> **The request**: Please extract every line of the items below that contains the word "apple", paying attention to case.

(Records from a dataset)
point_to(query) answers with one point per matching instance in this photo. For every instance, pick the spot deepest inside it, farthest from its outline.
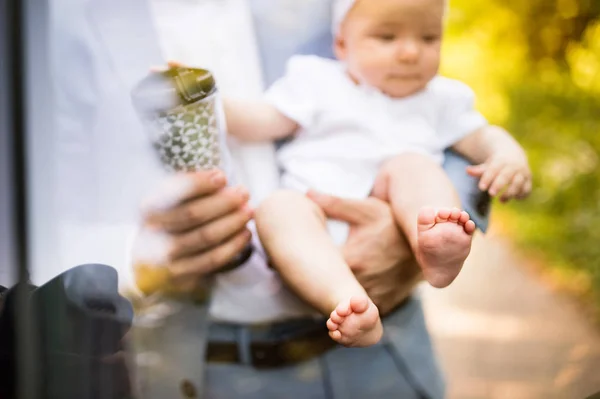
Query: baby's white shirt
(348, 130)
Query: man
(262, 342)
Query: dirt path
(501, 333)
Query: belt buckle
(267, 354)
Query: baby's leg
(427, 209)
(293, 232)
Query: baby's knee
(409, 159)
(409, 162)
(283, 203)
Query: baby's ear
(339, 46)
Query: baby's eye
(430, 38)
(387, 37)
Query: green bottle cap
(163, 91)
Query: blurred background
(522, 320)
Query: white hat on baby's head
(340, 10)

...

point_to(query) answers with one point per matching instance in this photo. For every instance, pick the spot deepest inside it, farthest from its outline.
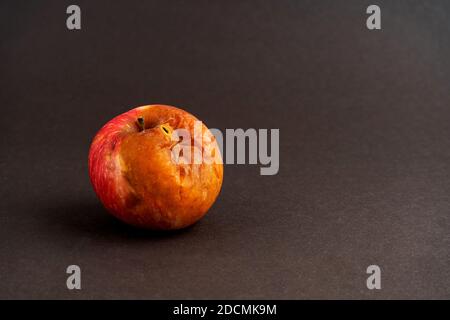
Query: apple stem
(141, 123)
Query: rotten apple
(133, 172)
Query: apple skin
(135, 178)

> **Answer in full**:
Query: apple stem
Query: rotten apple
Query: apple skin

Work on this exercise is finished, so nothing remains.